What is expected: In the forum thread below on extending slingshot band life, how long should the glued bands be left before shooting?

Text provided:
■ ■ ■ ■ ■

# Another take on band life extension



## Frisky (Sep 13, 2020)

Earlier, I wrote about replacing thread wraps with superglue at the pouch. My slingshots have the stress point right in front of the wrap. That's where they break. If I could reduce that stress, I should get longer band life. The first photo shows the outside of the glued together bands. I put the bands through the pouch, in the normal fashion, but then just folded them over and glued. You want to have about 1 square centimeter of glue. I didn't clean the band surface but just glued and pressed the band together, holding for about a minute. Make sure you don't glue your fingers to the band! The second photo shows how it looks on the inside of the pouch. Wait at least 2 hours before shooting. With the band being flat, and not pinched tightly together as it is when tied, it should have less stress. Also, the area in front of the pouch, that usually breaks, is now double thick! So far, I've put 100 shots through the slingshot, with no loss of accuracy or increase in noise. I'll have to keep shooting to see how it holds up and report. I think this method might eliminate the use of thread wraps on latex bands. 

Joe


----------



## AppalachianFlipShooter (May 9, 2020)

It's gonna be interesting to see the result. I'm surprised that the glue didn't eat through the latex

Sent from my IN2025 using Tapatalk


----------



## Frisky (Sep 13, 2020)

The effect of superglue on latex was my biggest concern when I first started making slingshots, as I glued the silk wraps in place at the pouch. I'd wrap with pure silk thread and add a few drops of glue that would touch the latex. No problems occurred. Before I started making my own slingshots, I'd be out of luck when a band broke, if I didn't have a replacement handy. So, I'd superglue the bands back together and keep shooting until replacements came in the mail. Even back then, I found the glue didn't damage the band. Now, wraps work well, but if you can eliminate the process and get longer band life, it would be worth doing.

Joe


----------



## vince4242 (Jan 11, 2016)

Great tip! I will have to try... Not sure if I can wait 2 hours? 😄


----------



## ukj (Jan 10, 2021)

C A ,cyanocryate like batteries comes in many qualities.
Cheap from local stores is "watered down" whereas name brsnds are normally much more pure.

■ ■ ■ ■ ■

Data excerpts:

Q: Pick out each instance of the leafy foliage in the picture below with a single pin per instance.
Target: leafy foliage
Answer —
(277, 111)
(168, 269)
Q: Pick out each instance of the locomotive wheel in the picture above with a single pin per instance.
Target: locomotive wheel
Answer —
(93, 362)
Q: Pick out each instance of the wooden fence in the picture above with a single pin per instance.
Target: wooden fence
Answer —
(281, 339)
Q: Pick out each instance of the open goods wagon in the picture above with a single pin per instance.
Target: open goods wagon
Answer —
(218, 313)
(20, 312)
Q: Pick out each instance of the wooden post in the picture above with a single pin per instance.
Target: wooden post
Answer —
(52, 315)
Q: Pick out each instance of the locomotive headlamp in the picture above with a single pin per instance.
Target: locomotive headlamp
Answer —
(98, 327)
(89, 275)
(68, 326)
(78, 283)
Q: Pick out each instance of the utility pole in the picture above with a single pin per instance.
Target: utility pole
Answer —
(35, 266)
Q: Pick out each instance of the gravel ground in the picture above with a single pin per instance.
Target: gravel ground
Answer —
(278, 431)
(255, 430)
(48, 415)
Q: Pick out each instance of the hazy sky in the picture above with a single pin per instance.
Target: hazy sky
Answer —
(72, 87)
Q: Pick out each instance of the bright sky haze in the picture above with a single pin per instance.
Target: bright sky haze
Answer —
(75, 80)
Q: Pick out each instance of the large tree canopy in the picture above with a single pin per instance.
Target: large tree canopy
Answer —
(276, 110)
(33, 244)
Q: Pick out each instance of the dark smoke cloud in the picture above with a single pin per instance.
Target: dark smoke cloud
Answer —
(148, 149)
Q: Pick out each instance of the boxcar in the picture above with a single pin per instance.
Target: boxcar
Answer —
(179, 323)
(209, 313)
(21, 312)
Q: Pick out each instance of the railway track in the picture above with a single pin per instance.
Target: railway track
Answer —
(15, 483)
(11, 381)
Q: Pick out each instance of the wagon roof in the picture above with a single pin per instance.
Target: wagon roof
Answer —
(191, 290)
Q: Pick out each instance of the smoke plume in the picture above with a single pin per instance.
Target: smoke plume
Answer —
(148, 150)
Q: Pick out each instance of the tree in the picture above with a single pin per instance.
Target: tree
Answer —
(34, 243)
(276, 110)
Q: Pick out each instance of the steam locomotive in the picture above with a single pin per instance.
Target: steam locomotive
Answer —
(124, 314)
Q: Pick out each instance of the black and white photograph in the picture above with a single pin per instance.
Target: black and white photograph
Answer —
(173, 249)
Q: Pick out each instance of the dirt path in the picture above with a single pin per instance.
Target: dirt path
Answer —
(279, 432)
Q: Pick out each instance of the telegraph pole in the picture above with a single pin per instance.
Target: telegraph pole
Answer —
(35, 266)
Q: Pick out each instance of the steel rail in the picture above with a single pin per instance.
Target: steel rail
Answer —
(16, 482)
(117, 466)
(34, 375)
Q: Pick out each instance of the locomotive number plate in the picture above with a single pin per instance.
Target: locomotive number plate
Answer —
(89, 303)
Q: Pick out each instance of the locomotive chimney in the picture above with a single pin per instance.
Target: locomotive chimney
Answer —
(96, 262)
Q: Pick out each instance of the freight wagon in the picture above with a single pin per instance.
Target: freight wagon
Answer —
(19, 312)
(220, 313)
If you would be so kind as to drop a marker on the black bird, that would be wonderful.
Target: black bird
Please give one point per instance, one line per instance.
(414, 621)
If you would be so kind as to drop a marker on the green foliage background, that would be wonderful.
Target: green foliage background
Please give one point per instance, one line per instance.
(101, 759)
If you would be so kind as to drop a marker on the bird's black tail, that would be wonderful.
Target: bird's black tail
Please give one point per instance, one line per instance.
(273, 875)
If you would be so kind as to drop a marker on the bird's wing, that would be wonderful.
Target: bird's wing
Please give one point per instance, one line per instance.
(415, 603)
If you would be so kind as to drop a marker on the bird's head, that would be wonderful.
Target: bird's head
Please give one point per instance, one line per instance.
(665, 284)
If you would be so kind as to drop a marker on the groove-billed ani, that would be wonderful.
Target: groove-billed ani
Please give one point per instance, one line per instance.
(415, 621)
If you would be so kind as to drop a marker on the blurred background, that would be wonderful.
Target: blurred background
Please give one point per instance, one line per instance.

■ ■ ■ ■ ■

Worked answer: At least 2 hours.